- **Problem**:
In the text on Bavarian dialect words, what does "Muhackl" describe?

- **Page text**:
For another three days, Ischgl will still be the capital of Bavaria (then their Bamps* have to go back to Schui**). Which means it’s definitely the right time to explain at least a couple of those strange words they keep using. So that we can understand each other properly, and the Grattla*** will come back again. We’re not Zipflklatscher**** after all.
When the Bavarians schnabulieren something, they munch it. Mostly an animal, or more accurately, what remains of it. The type of animal is usually irrelevant. Which is why the rumour persists that the main reason beavers are all but extinct in southern Germany is because Bavarian monks declared the creatures were fish so they could be eaten on fast days, too.
It’s best not to come across a Tschampsterer at home, if possible, at least not in our own four walls. Because this is what a Bavarian calls a lover – and the fact that the word is somehow redolent of champagne is surely just a coincidence.
… if you push your way too quickly down the piste, don’t be surprised if you hear this word flying in your face. Muhackl is used by the Bavarians to describe a rude or loutish person. And you really don’t want to be one of those. (Unless you bump into the tschampsterer, Ed.).
… this is not a phenomenon you come across very often on a skiing holiday, but in Munich you do. Long past midnight, at least, when closing time is approaching and you’re pondering whether the past few hours were really necessary.

- **Dataset excerpts**:
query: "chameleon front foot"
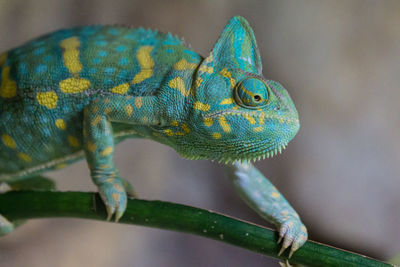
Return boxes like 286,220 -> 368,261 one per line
98,178 -> 127,222
0,215 -> 14,236
278,217 -> 308,258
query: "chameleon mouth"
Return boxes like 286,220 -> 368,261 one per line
204,109 -> 299,123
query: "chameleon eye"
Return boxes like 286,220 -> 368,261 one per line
235,78 -> 269,108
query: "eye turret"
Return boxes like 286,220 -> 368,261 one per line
235,77 -> 270,108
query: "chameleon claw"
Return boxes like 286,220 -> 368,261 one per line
278,244 -> 288,256
279,260 -> 292,267
106,205 -> 115,222
289,249 -> 297,259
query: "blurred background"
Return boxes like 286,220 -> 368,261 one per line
0,0 -> 400,267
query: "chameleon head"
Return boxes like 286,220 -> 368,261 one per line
163,17 -> 300,162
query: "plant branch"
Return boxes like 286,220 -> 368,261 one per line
0,191 -> 394,267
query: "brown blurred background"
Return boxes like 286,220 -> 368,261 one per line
0,0 -> 400,267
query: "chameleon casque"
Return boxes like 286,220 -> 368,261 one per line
0,17 -> 307,253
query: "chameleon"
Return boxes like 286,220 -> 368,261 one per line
0,16 -> 307,256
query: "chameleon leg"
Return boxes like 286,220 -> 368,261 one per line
0,176 -> 55,236
83,96 -> 159,222
226,162 -> 307,257
0,215 -> 14,236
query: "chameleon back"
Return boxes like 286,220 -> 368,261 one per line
0,26 -> 202,181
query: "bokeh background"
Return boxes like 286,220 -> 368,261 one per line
0,0 -> 400,267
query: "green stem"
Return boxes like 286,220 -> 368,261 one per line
0,191 -> 394,266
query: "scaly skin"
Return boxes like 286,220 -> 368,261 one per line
0,17 -> 307,258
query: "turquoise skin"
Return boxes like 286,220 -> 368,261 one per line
0,17 -> 307,258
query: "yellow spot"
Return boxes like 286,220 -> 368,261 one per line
193,101 -> 210,111
219,98 -> 235,105
132,46 -> 154,84
100,146 -> 113,156
0,66 -> 17,98
203,118 -> 214,127
90,116 -> 103,126
194,77 -> 203,88
18,152 -> 32,162
164,129 -> 174,136
253,126 -> 264,133
111,193 -> 121,202
125,104 -> 133,116
92,105 -> 99,114
218,116 -> 231,133
87,141 -> 97,153
68,135 -> 79,147
111,83 -> 130,95
281,210 -> 289,216
56,163 -> 68,170
56,119 -> 67,130
242,113 -> 256,124
0,52 -> 7,67
104,107 -> 112,114
182,123 -> 190,133
213,133 -> 221,139
260,112 -> 265,125
271,192 -> 281,198
36,91 -> 58,109
105,178 -> 114,183
60,36 -> 82,74
135,96 -> 143,108
174,59 -> 197,70
59,78 -> 90,94
99,164 -> 111,170
168,77 -> 190,97
1,134 -> 17,149
113,184 -> 124,192
219,69 -> 236,87
199,65 -> 214,74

- **Expected answer**:
A rude or loutish person.